(STUDY MATERIAL)

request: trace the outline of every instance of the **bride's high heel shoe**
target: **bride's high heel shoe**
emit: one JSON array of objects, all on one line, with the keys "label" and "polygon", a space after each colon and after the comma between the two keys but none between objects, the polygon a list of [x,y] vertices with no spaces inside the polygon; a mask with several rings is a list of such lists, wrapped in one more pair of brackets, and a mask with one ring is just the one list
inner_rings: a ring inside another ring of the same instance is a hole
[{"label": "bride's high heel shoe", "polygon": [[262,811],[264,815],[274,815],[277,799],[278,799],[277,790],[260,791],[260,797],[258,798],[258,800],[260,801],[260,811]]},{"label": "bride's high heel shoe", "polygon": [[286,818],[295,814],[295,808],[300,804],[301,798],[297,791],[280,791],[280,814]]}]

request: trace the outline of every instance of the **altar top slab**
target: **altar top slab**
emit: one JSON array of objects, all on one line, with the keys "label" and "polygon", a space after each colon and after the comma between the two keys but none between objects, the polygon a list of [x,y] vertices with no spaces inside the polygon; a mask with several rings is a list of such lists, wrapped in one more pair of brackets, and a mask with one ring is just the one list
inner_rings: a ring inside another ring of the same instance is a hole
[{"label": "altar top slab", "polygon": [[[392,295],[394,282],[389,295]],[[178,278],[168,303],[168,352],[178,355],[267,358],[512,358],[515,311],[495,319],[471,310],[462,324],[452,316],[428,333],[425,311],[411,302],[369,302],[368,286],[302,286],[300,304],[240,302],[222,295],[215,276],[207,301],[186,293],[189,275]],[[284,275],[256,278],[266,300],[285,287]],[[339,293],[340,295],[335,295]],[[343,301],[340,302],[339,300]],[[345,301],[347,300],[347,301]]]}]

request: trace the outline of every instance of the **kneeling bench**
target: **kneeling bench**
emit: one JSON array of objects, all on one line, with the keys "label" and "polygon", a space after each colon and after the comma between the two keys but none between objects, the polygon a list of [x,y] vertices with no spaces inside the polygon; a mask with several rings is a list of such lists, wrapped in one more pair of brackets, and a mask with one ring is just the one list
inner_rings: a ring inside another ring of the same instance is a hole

(End STUDY MATERIAL)

Please return every line of the material above that includes "target".

target: **bride's high heel shoe**
target: **altar top slab**
target: **kneeling bench**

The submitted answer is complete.